## begin TEXT PASSAGE
# Should I bring my TV



## Lunar007 (Jul 19, 2011)

Hi - Hoping someone may be able to help me out with this. I am trying to figure out if I should bring my TV with or not. We bought our TV in Brazil about 2 years ago, but I have no idea if it will work in NZ. Any help/advice is hugely appreciated.


----------



## G-Mo (Aug 17, 2011)

If it wirks in SA it should work in NZ (both 220V), but you will need a plug adapter to fit NZ sockets. Otherwise you need to check voltage as Brazil uses both 110 and 220V. If it requires 110V you would need a power adapter to amp down the supply so the TV isn't fried. Is it a flat screen (plasma/LCD)? If so, I'd consider bringing it, they are quite expensive to buy new in NZ (compared to other markets).


----------



## Lunar007 (Jul 19, 2011)

G-Mo said:


> If it wirks in SA it should work in NZ (both 220V), but you will need a plug adapter to fit NZ sockets. Otherwise you need to check voltage as Brazil uses both 110 and 220V. If it requires 110V you would need a power adapter to amp down the supply so the TV isn't fried. Is it a flat screen (plasma/LCD)? If so, I'd consider bringing it, they are quite expensive to buy new in NZ (compared to other markets).



Thanks G-Mo! I think ours works for both 110V and 220V. Do you know if the broadcasting standards are compatible? Brazil uses PAL-M while I think NZ uses PAL-B. I have absolutely no idea what this actually means  And what about using freeview or satellite - does this mean any TV will be compatible? eeeek, when did this all get so confusing! :confused2:- I don't want to lug the TV across to find out it does not work and on the other hand I would rather not replace it if not necessary, it is a LCD and only 2 years old. Thanks for your feedback!


----------



## topcat83 (Apr 16, 2009)

This is where I start getting into the realms of ''I don't know what I'm talking aboout' but don't you have to consider things like PAL, NTSC & SECAM? Although they're all analogue standards and the whole country goes digital next year...


----------
## end TEXT PASSAGE
## begin STORED RECORDS
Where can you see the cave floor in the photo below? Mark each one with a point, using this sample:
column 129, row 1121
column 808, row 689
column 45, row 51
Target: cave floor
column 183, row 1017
## end STORED RECORDS
WHAT TO PRODUCE:
In the forum thread about bringing a TV to NZ, which two voltages does G-Mo say Brazil uses?

REPLY:
110V and 220V.